Passage shown ::
☆ ☆ ☆

Objectives: To compare the prevalence and correlates of meeting current recommendations for physical activity in older adults with and without diabetes mellitus (DM) in the United States.
Design: A cross-sectional, population-based sample.
Setting: The 2007 Behavioral Risk Factor Surveillance Survey, which employs random-digit dialing to interview noninstitutionalized U.S. adults.
Participants: Ninety-nine thousand one hundred seventy-two adults (18,370 with DM) aged 65 and older.
Measurements: The age-adjusted prevalence and the odds ratios for physical activity patterns (defined on the basis of the physical activity guidelines from the American Diabetes Association (ADA 2007) and the Department of Health and Human Services (DHHS 2008)) were obtained using multiple logistic regression analyses. The correlates of meeting physical activity recommendations were assessed using log-binomial regression analyses.

☆ ☆ ☆

Supplied records ::
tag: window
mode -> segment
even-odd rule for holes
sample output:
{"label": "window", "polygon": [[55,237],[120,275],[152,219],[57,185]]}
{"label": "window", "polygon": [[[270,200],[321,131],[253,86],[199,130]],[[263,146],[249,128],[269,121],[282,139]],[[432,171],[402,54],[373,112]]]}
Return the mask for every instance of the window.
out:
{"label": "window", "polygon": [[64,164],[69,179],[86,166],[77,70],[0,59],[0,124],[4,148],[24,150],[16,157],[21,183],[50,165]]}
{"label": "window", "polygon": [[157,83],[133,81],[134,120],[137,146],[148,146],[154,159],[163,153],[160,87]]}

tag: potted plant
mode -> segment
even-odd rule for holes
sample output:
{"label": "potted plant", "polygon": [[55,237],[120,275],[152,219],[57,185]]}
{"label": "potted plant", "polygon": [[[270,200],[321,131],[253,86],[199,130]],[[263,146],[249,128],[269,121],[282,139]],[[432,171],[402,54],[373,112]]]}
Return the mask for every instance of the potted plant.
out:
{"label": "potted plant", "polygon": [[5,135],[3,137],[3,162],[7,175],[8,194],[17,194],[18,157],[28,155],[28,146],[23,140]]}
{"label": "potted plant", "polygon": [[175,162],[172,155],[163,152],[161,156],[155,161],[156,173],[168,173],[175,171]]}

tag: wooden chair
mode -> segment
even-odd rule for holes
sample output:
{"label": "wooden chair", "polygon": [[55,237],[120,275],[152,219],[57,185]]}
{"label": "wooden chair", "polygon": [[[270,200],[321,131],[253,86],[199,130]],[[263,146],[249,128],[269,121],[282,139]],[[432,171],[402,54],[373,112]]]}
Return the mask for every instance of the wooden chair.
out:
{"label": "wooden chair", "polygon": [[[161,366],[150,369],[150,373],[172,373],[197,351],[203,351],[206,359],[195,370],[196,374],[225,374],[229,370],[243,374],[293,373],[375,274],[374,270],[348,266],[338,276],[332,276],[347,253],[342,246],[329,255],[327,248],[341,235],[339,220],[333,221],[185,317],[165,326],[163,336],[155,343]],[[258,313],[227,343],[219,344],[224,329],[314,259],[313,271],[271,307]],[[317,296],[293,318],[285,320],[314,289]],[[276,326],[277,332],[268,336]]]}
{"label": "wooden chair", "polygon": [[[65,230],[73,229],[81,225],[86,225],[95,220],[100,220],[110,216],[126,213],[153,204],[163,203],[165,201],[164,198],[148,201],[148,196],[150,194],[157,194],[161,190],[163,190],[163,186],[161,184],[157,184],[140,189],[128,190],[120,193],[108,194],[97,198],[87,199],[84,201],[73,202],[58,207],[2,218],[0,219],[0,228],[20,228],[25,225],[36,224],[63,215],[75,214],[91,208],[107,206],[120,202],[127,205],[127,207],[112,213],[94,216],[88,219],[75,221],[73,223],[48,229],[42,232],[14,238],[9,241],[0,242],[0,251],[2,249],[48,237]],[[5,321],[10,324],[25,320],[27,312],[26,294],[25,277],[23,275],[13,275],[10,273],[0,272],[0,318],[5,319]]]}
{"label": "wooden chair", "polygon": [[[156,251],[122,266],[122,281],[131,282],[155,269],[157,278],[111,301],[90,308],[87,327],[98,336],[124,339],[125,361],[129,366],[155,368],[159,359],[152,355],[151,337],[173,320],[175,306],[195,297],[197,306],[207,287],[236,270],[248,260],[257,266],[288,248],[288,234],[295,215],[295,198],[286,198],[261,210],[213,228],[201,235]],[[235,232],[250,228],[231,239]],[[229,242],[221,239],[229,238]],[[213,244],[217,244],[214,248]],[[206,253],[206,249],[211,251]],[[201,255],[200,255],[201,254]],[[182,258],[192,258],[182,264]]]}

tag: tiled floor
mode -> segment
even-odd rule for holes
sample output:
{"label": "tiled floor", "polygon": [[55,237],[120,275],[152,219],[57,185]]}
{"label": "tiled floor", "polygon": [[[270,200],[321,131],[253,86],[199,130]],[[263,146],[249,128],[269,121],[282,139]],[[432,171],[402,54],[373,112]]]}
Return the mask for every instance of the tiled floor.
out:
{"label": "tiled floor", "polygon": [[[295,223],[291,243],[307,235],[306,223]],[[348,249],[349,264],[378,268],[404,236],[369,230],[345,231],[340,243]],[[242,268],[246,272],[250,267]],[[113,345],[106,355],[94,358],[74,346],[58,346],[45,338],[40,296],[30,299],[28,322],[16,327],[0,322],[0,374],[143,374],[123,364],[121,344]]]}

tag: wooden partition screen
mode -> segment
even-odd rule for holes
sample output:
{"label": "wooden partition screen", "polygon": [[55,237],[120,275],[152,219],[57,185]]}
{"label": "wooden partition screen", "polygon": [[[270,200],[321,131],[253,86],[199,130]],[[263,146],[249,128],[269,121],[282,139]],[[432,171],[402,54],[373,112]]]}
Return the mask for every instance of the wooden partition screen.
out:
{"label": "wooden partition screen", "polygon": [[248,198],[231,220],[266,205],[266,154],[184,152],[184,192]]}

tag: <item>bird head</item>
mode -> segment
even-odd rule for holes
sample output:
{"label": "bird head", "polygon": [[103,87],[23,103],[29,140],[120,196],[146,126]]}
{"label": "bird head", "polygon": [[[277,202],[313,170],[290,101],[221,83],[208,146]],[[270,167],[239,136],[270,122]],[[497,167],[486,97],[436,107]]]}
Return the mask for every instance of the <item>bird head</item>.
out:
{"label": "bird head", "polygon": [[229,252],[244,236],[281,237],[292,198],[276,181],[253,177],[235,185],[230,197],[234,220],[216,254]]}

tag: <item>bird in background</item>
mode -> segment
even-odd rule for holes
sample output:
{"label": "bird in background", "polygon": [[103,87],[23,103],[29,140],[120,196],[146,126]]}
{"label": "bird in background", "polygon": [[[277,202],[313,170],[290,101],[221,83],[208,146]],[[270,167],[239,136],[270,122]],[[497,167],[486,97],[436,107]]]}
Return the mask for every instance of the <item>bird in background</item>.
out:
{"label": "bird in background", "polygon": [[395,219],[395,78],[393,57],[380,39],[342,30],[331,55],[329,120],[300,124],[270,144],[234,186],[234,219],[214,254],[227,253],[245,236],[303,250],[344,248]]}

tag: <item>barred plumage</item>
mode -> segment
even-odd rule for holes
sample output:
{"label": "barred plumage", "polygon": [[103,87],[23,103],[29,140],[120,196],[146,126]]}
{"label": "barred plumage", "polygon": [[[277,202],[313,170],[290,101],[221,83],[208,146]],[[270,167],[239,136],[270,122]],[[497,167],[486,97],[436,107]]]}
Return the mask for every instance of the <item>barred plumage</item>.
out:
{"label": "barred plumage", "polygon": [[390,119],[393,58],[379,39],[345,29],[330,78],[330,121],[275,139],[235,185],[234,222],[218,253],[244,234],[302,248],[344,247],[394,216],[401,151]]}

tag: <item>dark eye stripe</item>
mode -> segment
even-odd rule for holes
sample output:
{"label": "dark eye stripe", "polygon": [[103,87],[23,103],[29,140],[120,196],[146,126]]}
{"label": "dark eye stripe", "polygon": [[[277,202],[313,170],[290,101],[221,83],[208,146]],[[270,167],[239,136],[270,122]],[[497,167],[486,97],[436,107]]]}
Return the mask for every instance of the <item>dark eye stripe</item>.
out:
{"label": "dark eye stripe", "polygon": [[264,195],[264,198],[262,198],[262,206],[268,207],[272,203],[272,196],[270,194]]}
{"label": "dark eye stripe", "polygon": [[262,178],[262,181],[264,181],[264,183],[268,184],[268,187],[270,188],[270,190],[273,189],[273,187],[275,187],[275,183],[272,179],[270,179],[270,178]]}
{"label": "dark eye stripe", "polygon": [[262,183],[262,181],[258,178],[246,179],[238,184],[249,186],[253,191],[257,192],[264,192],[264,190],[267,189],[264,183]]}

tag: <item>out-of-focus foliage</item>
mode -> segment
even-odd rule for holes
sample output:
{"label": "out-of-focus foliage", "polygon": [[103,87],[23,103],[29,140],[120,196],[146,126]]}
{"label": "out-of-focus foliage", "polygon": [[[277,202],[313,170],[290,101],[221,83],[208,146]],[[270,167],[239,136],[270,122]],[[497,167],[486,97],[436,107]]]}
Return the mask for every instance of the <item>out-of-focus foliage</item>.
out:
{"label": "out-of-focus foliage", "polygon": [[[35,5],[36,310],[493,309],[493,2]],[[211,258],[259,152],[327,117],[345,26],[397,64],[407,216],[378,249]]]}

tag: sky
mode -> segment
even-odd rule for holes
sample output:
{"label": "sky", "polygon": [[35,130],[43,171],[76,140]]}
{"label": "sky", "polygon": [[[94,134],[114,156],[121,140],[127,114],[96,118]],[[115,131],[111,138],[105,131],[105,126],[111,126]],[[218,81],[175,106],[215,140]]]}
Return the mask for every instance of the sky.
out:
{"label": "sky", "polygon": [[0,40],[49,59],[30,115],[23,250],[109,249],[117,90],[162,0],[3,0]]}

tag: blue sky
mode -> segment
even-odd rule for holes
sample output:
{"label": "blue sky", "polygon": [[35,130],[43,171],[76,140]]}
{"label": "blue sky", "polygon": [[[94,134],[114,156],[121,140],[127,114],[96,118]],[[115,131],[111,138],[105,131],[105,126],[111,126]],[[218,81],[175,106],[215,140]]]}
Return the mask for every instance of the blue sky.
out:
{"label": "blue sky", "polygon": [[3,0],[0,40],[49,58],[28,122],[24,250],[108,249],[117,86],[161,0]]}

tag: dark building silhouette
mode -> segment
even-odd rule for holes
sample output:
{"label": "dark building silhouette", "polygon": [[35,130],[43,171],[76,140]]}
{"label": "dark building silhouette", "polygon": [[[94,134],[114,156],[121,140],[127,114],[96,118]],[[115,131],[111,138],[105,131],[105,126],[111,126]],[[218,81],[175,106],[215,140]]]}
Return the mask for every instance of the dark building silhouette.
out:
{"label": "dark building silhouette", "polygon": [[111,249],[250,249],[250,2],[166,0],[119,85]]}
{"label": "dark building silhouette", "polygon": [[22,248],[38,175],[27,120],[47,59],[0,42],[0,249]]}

☆ ☆ ☆

Explore the material ::
1. In the abstract on physical activity in older adults with diabetes, how many of the participants had diabetes mellitus?
2. Continue the abstract on physical activity in older adults with diabetes, picking up after its Measurements section.

Answers to the exercises ::
1. 18,370

2.
Results: Overall, 25% and 42% of older adults with diabetes mellitus met recommendations for total physical activity based on the ADA 2007 and the DHHS 2008 guidelines, respectively. Adults with DM were 31% to 34% (P < .001) less likely to engage in physical activity at recommended levels and 13% to 19% (P < .001) less likely to be physically active at insufficient levels than those without DM. Analyses limited to participants who reported no disability yielded similar results. In adults with DM, older age (≥ 75); being female; being non-Hispanic black; and having obesity, coronary heart disease, and disability were associated with less likelihood, whereas advanced educational status was associated with greater likelihood of meeting physical activity recommendations.
Conclusion: In the United States, efforts to boost physical activity participation in older adults with DM are needed.